++++ Document passage ++++

Out of the Cradle is the third solo album by American singer/songwriter  Lindsey Buckingham. Released in 1992, it was Buckingham's first album after his departure from Fleetwood Mac, in 1987 (though Buckingham rejoined the band in 1997).  He named the album after Walt Whitman's poem "Out of the Cradle Endlessly Rocking." The album reached #128 on the US Billboard 200 album chart, #51 on the UK Albums Chart, and #70 on the Canada Albums Chart. In Canada, four singles charted within the Top 60.

Allmusic writes that along with Michael Nesmith's Tropical Campfires, this album may be one of the finest and most underrated albums of the 1990s.

Ten of the songs on the album (counting "Instrumental Introduction To") were included on Solo Anthology: The Best of Lindsey Buckingham.

Production
Richard Dashut, who worked with Buckingham on many Fleetwood Mac albums, helped co-produce and co-write much of the material on Out of the Cradle. The album was recorded at Buckingham's home studio.

Out of the Cradle contains multiple instrumental introductions to songs. The album includes two covers: "All My Sorrows" and "This Nearly Was Mine".

Critical reception
The Los Angeles Times wrote that "it’s impossible to miss the meaning of Out of the Cradle: the primacy of the guitar as an expressive instrument." The Rolling Stone Album Guide thought that "one catchy song after song, the sonic details flesh out the deceptively simple melodies." The Washington Post declared: "The album's stories are told with music, and only Brian Wilson, Stevie Wonder, Paul McCartney and a handful of others have made rock-and-roll as rich and powerful as this." Of "Say We'll Meet Again", Magnet wrote that "Buckingham’s Beach Boys/Les Paul & Mary Ford fascination manifests itself on this spare and breezy ballad, which closes Out Of The Cradle in most gentle fashion."

Track listing
All tracks written by Lindsey Buckingham and Richard Dashut except where noted.

++++ Entries supplied ++++

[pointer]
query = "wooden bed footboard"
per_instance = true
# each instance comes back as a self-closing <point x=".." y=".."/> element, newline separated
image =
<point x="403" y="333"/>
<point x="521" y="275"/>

++++

[List of tasks]
• 1. Answer these from the passage on Out of the Cradle:
(a) In what year was the album released?
(b) Where was the album recorded?
(c) What are the two covers on the album?
• 2. Rewrite the passage on Out of the Cradle from "Out of the Cradle is" up to and including "of Lindsey Buckingham.", putting "AllMusic" in place of "Allmusic".

[Responses for each task]
• 1.
(a) 1992
(b) At Buckingham's home studio
(c) "All My Sorrows" and "This Nearly Was Mine"

• 2.
Out of the Cradle is the third solo album by American singer/songwriter  Lindsey Buckingham. Released in 1992, it was Buckingham's first album after his departure from Fleetwood Mac, in 1987 (though Buckingham rejoined the band in 1997).  He named the album after Walt Whitman's poem "Out of the Cradle Endlessly Rocking." The album reached #128 on the US Billboard 200 album chart, #51 on the UK Albums Chart, and #70 on the Canada Albums Chart. In Canada, four singles charted within the Top 60.

AllMusic writes that along with Michael Nesmith's Tropical Campfires, this album may be one of the finest and most underrated albums of the 1990s.

Ten of the songs on the album (counting "Instrumental Introduction To") were included on Solo Anthology: The Best of Lindsey Buckingham.